• [Page extract]
+++

Column: On the Good Life

Comedian Hasan Minhaj receives backlash over performing show bits that are almost entirely made up, but is it that big of a deal? – Photo by @hasanminhaj / Instagram

Identity politics is arguably more confusing than clear. Vox emphasizes the vague nature of the phrase but states that the concept "generally refers to the discussion of and politicking around issues pertaining to one's, well, identity." Identity can refer to many different groups, whether it be in terms of race, ethnicity, gender, sexual orientation or immigration status.

Typically, Americans focus on minorities that resonate with identity politics because they confront certain barriers in American society, compelling them to take a specific stance politically. Think of the different stances on police brutality and how policies against the police force tend to be more important to people of color than white people. 

A good way to sum up identity politics and understand why it is hated by many and loved by many others is through this definition explained in National Affairs: "Identity politics silences the transgressors, listens to the innocents and encourages episodic 'activism' on behalf of those innocents against the transgressors." 

While this should not be taken entirely literally, it is important to keep in mind that historically, there have been many laws against minorities to set them back. But today, there have been efforts to reverse this and to remind "those who caused it." In the U.S., the blame goes on white people.

But what does this have to do with beloved comedian, especially in the Desi community, and former host of Netflix's "Patriot Act," Hasan Minhaj?

Minhaj came under fire recently for his comedic half-truths that are actually more like full-on-lies in a recent New Yorker article. I would definitely recommend giving it a read as it thoughtfully raises multiple questions, but I will briefly explain the article's main points.

In the article, Clare Malone explains that her goal was to facilitate a deep dive into many of the situations Minhaj discusses, specifically in his two specials, "The King's Jester" and "Homecoming King," but found that many of them had no true records.

Upon asking Minhaj whether there was actually anthrax found on his child or if the FBI had almost arrested him based on the Patriot Act, Minhaj responds by asserting that they are emotional truths based both on similar, but much less dangerous, events in his own life or experiences faced by Muslim Americans in general.

The idea is that his stories are not fully made by a whimsical imagination but are instead based in truth, though sometimes very little, and exaggerated. Malone sought to understand whether this was morally right regarding Minhaj's audience, accepting that small lies are to be expected on a comedy stage, but the comedian uses his stage to throw in his own political stance.

Malone, in my opinion, is a little too worried about the audience feeling cheated by Minhaj, blurring the lines between comedic truth and storytelling in a way that does not give him credit for what he keeps clarifying: emotional truth. She believes he is deceiving the audience and taking on an annoying "moralizing posture."

+++

(Excerpts from location labeling data)
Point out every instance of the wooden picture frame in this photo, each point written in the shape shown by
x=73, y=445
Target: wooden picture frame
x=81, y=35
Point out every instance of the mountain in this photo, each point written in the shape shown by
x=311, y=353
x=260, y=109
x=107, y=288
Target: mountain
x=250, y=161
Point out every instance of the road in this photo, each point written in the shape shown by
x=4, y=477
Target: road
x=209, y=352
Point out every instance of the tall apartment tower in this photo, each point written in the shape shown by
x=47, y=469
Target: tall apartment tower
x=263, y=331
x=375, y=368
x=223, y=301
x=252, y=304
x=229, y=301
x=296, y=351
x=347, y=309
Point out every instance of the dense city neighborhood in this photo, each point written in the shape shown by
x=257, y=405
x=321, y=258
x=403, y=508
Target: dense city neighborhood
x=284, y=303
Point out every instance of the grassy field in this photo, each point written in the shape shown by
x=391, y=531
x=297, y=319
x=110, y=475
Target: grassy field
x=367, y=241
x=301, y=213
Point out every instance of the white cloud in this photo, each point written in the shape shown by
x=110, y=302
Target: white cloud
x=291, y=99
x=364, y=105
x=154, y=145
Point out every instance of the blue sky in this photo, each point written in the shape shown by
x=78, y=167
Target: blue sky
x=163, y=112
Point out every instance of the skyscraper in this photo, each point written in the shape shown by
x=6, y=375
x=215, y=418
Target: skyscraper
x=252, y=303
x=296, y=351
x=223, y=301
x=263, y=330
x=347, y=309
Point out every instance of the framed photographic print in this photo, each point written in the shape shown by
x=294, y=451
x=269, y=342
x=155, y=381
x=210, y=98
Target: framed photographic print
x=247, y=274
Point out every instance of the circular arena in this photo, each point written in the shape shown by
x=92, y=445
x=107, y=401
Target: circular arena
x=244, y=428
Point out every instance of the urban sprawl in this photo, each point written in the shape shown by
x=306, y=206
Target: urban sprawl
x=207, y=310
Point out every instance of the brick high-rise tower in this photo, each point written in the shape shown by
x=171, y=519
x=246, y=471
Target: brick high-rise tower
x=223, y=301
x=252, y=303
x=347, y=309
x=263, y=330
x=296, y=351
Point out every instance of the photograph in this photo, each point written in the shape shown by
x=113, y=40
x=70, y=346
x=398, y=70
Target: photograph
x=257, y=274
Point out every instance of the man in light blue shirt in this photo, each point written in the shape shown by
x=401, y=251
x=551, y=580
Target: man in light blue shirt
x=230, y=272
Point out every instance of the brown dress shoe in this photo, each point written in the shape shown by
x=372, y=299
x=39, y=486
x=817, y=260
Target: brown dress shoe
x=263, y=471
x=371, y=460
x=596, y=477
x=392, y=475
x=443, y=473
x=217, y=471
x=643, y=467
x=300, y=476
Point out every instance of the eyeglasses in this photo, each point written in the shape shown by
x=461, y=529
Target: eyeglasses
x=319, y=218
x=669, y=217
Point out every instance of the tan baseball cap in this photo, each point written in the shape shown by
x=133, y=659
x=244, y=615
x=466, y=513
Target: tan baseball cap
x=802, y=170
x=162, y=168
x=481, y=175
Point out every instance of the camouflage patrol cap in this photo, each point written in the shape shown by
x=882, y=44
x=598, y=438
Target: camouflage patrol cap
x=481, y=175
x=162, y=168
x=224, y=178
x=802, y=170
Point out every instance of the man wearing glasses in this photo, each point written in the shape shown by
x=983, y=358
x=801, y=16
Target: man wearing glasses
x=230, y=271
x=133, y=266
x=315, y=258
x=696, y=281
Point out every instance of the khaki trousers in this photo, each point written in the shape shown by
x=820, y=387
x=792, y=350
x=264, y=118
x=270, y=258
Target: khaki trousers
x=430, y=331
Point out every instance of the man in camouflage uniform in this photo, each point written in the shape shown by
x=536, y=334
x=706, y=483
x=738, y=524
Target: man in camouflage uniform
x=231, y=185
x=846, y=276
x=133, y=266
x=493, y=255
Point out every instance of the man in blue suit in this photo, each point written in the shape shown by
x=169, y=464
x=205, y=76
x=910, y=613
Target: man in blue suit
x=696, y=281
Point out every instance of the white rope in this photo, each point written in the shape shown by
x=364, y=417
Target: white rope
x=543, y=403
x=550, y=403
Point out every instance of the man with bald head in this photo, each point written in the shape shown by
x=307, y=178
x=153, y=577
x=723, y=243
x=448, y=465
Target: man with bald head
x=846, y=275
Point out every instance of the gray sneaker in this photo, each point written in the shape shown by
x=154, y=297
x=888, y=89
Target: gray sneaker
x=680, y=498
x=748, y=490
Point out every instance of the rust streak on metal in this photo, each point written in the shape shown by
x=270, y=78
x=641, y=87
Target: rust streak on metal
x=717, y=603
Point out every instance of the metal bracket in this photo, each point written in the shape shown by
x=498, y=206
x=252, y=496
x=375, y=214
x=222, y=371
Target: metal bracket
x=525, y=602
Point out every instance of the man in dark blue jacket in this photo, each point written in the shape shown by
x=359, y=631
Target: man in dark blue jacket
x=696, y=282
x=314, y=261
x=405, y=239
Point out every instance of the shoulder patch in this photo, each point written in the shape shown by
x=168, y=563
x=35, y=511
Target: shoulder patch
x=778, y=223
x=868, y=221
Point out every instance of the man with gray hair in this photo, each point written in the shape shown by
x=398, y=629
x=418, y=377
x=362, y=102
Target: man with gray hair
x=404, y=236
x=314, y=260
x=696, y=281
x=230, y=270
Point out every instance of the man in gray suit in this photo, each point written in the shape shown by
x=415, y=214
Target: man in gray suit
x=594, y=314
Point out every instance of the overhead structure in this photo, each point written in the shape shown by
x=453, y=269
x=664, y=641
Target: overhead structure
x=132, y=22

+++

• [Jobs]
a: Alter the passage of the Hasan Minhaj column starting at "Minhaj came under" and ending at "article's main points." so that "half-truths" reads "exaggerations", and write out the result.
b: Answer these from the Hasan Minhaj column:
(i) Which publication's definition does the column use to sum up identity politics?
(ii) Who wrote the New Yorker article about Minhaj?
(iii) Which two Minhaj specials does that article focus on?
c: Resume the column on Hasan Minhaj after its final sentence, in the same voice.
None of this depends on the records.

• [Answers to each task]
a:
Minhaj came under fire recently for his comedic exaggerations that are actually more like full-on-lies in a recent New Yorker article. I would definitely recommend giving it a read as it thoughtfully raises multiple questions, but I will briefly explain the article's main points.

b:
(i) National Affairs
(ii) Clare Malone
(iii) "The King's Jester" and "Homecoming King"

c:
Now, to be fully clear about my bias, I am South Asian and Muslim, just like Minhaj, so I clearly have my reasons for supporting Minhaj and his credibility over someone like Malone, which some would say is my part in identity politics. But the way I see it, Minhaj's storytelling is more important than the exaggerated lies Malone focuses on.

Minhaj is clearly revered by the South Asian community for bringing light to our problems, whether it be comical, personal situations, like things our family members tend to do, or systemic, disturbing aspects of society, like the Patriot Act. He has taken on the role of "representation" in the media, not to simply exist as a brown person but to highlight problems we deal with. The reality is he plays an important role in identity politics for Muslim Americans.

In my opinion, Muslim Americans are predominantly silent about the discrimination they face and the laws stacked against them, especially post-9/11. In a way, we are hesitant to ask anything from a country that has consistently shown us that we are unwelcome and unwanted. 

What we suffer from is a chronic lack of empathy from the outside world toward our issues concerning discrimination because 9/11 and terrorism are held against us like a giant cloud over our heads, denying our humanity and forcing us to prove it consistently.

Minhaj evokes the image of an American boy: a lover of basketball shoes and American sports, with a comedic charisma that screams American entitlement. He shows his audience that he is American in order to gain their loyalty and redirect their attention to issues faced by other Muslim Americans.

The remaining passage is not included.